>> Start The data

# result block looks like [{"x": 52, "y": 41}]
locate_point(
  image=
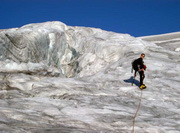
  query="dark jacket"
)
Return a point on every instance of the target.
[{"x": 138, "y": 64}]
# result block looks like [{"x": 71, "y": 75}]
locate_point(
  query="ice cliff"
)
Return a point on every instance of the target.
[
  {"x": 74, "y": 51},
  {"x": 63, "y": 79}
]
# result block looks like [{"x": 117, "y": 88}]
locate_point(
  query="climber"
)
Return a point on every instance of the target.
[{"x": 138, "y": 66}]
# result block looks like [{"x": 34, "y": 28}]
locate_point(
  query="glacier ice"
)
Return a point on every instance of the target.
[{"x": 59, "y": 78}]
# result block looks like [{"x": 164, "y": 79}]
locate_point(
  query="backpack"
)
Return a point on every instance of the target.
[{"x": 134, "y": 65}]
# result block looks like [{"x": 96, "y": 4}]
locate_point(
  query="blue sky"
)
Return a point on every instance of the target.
[{"x": 134, "y": 17}]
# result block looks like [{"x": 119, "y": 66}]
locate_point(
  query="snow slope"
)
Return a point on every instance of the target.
[{"x": 59, "y": 78}]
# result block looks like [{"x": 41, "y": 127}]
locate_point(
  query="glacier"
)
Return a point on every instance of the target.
[{"x": 65, "y": 79}]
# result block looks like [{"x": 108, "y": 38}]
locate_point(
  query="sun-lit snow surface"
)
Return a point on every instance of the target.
[{"x": 57, "y": 78}]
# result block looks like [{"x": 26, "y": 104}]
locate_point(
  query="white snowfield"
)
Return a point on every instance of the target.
[{"x": 63, "y": 79}]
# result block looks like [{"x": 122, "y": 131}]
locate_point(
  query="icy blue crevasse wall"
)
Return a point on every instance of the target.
[{"x": 73, "y": 50}]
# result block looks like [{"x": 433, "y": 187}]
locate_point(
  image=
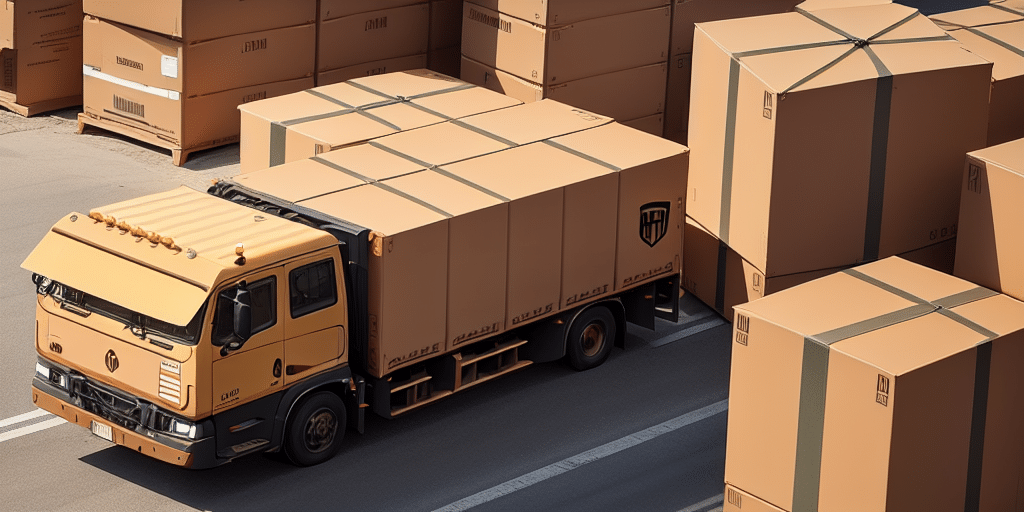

>> End The data

→ Task to complete
Pull out every line in the rows above that contains the string "query", treating uppercase and lowercase as different.

→ Right answer
  query="dark jacket"
  query="ice cliff"
  query="climber"
  query="glacier ice"
  query="backpack"
  query="blue sky"
  query="snow slope"
  query="glacier"
  query="sun-lit snow surface"
  query="white snowfield"
  query="icy blue crevasse wall"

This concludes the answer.